- [The problem] Please repeat, without alteration, the line containing "Expected: one point per instance of the shoreline, each" and every line that follows it to the end of the entries below, and only those lines.
+++
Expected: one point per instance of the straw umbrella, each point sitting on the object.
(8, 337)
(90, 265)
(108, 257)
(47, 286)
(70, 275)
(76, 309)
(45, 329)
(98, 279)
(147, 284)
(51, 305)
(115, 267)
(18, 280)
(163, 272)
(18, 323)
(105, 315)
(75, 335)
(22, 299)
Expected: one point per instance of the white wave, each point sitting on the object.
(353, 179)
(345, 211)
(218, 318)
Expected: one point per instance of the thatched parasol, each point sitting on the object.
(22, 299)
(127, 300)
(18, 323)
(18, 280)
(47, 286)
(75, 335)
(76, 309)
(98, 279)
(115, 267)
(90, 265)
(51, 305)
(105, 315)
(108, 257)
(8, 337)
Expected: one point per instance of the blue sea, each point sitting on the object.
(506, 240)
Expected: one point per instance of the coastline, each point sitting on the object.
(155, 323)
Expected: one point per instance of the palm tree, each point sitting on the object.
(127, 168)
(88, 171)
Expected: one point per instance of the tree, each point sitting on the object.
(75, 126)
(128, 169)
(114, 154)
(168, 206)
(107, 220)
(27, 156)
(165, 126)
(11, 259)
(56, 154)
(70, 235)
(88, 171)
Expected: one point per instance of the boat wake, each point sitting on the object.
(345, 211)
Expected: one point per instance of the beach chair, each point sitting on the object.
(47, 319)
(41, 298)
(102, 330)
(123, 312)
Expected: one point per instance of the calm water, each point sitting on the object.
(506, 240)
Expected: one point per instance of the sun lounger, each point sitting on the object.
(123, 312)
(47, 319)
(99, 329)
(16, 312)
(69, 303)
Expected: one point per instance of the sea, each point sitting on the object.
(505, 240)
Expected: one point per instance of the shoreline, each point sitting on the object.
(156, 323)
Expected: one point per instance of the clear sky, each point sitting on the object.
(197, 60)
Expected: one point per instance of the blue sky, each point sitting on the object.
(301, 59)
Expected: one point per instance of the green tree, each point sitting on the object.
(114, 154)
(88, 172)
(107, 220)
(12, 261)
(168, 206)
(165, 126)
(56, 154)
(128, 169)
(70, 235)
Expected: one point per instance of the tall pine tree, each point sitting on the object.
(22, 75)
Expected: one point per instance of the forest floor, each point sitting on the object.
+++
- [Answer to the problem]
Expected: one point per instance of the shoreline, each point sitting on the object.
(156, 323)
Expected: one point per instance of the clear sky, each point sitting on the object.
(197, 60)
Expected: one point per instance of the blue sky, each point sitting on the object.
(301, 59)
Expected: one point per instance of the green tree, each point sitting on the object.
(114, 154)
(88, 172)
(107, 220)
(12, 261)
(168, 206)
(165, 126)
(56, 154)
(128, 169)
(70, 235)
Expected: one point per instance of the tall pine tree, each point sitting on the object.
(22, 75)
Expected: one point per instance of the forest floor, each point sitting on the object.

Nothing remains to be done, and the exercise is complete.